What you will do
Could you output every record again, exactly as given?

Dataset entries
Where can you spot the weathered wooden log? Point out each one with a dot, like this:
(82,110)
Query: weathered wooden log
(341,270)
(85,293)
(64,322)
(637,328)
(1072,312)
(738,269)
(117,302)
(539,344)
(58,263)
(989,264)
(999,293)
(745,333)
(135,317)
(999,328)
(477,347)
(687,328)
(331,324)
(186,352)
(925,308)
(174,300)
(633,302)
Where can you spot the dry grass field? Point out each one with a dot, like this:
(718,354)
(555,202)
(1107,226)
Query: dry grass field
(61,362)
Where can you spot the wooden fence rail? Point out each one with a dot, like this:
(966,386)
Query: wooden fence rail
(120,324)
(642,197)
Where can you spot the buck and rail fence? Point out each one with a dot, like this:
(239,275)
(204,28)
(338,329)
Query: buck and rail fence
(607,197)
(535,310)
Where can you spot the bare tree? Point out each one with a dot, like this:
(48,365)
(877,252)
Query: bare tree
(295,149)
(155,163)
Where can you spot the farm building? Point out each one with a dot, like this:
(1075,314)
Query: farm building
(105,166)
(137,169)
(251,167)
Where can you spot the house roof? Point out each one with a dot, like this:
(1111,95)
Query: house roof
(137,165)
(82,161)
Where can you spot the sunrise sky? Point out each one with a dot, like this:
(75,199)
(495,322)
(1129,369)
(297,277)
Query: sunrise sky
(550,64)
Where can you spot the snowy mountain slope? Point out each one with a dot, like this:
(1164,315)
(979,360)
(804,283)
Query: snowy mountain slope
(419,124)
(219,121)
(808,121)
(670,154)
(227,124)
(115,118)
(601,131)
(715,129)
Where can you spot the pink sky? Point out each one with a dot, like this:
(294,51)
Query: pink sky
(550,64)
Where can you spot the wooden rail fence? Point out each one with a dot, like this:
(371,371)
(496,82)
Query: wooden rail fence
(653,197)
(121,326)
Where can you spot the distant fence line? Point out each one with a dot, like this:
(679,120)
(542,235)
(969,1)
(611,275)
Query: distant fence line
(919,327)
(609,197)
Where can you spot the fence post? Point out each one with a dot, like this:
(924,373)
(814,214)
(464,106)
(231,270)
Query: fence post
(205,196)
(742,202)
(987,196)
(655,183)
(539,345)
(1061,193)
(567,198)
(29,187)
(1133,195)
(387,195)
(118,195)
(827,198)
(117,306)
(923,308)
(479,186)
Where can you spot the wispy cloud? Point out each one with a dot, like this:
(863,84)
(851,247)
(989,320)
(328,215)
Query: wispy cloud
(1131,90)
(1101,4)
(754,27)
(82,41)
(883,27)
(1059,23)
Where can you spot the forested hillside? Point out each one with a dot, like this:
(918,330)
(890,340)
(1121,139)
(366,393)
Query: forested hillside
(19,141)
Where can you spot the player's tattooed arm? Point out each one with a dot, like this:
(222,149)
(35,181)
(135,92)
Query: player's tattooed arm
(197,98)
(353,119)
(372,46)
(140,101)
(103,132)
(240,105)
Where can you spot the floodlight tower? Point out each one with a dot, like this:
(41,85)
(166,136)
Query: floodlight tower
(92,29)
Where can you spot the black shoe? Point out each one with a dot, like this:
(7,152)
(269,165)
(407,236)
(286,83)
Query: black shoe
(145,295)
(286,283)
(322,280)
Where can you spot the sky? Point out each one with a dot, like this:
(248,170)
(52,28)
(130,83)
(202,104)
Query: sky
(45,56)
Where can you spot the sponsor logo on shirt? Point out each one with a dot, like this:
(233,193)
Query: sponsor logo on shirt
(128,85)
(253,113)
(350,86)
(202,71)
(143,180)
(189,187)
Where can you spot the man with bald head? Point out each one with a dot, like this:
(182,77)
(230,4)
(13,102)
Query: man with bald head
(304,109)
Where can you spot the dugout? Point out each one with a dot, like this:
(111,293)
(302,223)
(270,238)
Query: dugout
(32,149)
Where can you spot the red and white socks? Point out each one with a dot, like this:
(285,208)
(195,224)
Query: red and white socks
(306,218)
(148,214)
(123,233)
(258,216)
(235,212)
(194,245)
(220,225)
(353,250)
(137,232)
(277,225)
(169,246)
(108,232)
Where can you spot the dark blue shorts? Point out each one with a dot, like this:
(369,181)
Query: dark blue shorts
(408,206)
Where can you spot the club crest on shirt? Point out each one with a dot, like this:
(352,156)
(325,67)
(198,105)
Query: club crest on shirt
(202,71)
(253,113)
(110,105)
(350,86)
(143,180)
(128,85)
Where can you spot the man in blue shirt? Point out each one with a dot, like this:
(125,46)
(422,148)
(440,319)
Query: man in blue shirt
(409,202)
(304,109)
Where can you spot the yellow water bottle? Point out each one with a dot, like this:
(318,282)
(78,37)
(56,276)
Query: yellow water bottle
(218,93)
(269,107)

Solution to this task
Where can you spot the weathered wooden log? Point out each one with a dot, like this:
(82,110)
Query: weathered wooden log
(341,270)
(85,293)
(64,322)
(637,328)
(1072,312)
(738,269)
(117,302)
(539,344)
(58,263)
(989,264)
(999,293)
(745,333)
(135,317)
(999,328)
(477,347)
(687,328)
(331,324)
(186,352)
(925,308)
(174,300)
(633,302)
Where can you spot the dry grass field? Point out each one with a dot, like this:
(718,354)
(555,202)
(1107,226)
Query: dry grass field
(61,362)
Where can you spot the wooden fence rail? Point out each one with a dot, like this:
(966,386)
Query: wooden fence rail
(120,324)
(642,197)
Where can you spot the buck and rail fence? Point out each one with a dot, like this:
(239,275)
(204,28)
(338,329)
Query: buck and rail fence
(607,197)
(535,310)
Where can you spot the bare tree? Point out each one with a dot, like this:
(48,365)
(877,252)
Query: bare tree
(295,149)
(155,163)
Where can you spot the farm building? Point out each one with a dot, like this:
(1075,314)
Query: farm building
(105,166)
(137,169)
(251,167)
Where can you spot the house roof? Point out each one with a dot, like this:
(1111,95)
Query: house roof
(137,165)
(82,161)
Where can you spot the sunrise sky? Point out each one with a dot, like this:
(75,199)
(495,322)
(1129,369)
(297,277)
Query: sunrise sky
(550,64)
Where can you spot the snowy mountain slope? Point out each one with a dot, like this:
(1164,315)
(979,360)
(804,283)
Query: snowy mountain slope
(419,124)
(219,121)
(808,121)
(670,154)
(227,124)
(115,118)
(601,131)
(715,129)
Where can you spot the pink sky? Point out each one with a dot, like this:
(294,51)
Query: pink sky
(550,64)
Where can you spot the wooden rail fence? Point out each one with a dot, like this:
(371,371)
(496,82)
Query: wooden rail fence
(653,197)
(121,326)
Where can you spot the distant fence line? Point out each one with a dot, like this:
(679,120)
(542,235)
(969,1)
(611,275)
Query: distant fence line
(919,327)
(609,197)
Where can you spot the fence post? Point out each one with a dot, like this:
(924,373)
(814,214)
(464,106)
(231,270)
Query: fence post
(205,196)
(742,202)
(987,196)
(655,183)
(539,345)
(1061,193)
(567,198)
(29,187)
(1133,195)
(387,195)
(118,195)
(827,198)
(117,306)
(923,308)
(479,186)
Where can you spot the wispy cloud? Point out each one with a dot, like this:
(863,84)
(851,247)
(989,320)
(328,215)
Query: wispy cloud
(1131,90)
(1101,4)
(754,27)
(82,41)
(883,27)
(1059,23)
Where can you spot the forested hillside? Point out each one with a dot, like this:
(918,330)
(890,340)
(1121,139)
(366,393)
Query: forested hillside
(19,141)
Where can you spot the player's tattooed arm? Point out each one with a dot, like this:
(222,149)
(35,181)
(135,92)
Query: player's tattooed arm
(197,98)
(353,119)
(372,46)
(140,101)
(103,132)
(240,105)
Where can you spot the floodlight tower? Point out each one with a dot, like this:
(41,85)
(166,136)
Query: floodlight tower
(92,29)
Where can you spot the black shoe? Point out each one with a dot, like this:
(7,152)
(269,165)
(407,236)
(286,83)
Query: black shoe
(145,295)
(286,283)
(322,280)
Where can you spot the sky? Point out each one with a dot, like this:
(248,170)
(52,28)
(130,83)
(202,104)
Query: sky
(45,56)
Where can you spot the sponsor logo on shirt? Point out each one with a dot, like this:
(233,193)
Query: sponsor logo on shirt
(128,85)
(253,113)
(350,86)
(202,71)
(143,180)
(189,187)
Where can you spot the man with bald head? Point out each one with a dot, like this:
(182,77)
(230,4)
(13,102)
Query: man with bald head
(304,109)
Where can you spot the dugout? Point out each one with a dot, like this:
(111,293)
(302,223)
(270,238)
Query: dugout
(32,149)
Where can you spot the red and white socks? Point out each one with a dot, like this:
(285,208)
(195,224)
Query: red and white socks
(306,218)
(148,214)
(123,233)
(258,216)
(235,212)
(194,245)
(220,225)
(353,250)
(137,232)
(277,225)
(169,246)
(108,232)
Where can you spot the dark blue shorts? Point out each one with a dot, like this:
(369,181)
Query: dark blue shorts
(408,206)
Where can you spot the club crest on shirt? Point out each one with a dot, like this:
(352,156)
(325,67)
(198,105)
Query: club crest on shirt
(202,71)
(253,113)
(110,105)
(350,86)
(143,180)
(128,85)
Where can you spot the man in blue shirt? Point out each one with a dot, like this:
(125,46)
(422,148)
(440,319)
Query: man in blue shirt
(409,202)
(304,109)
Where can you spot the yellow water bottle? Point out each one with a dot, like this:
(318,282)
(78,37)
(56,276)
Query: yellow water bottle
(218,93)
(269,107)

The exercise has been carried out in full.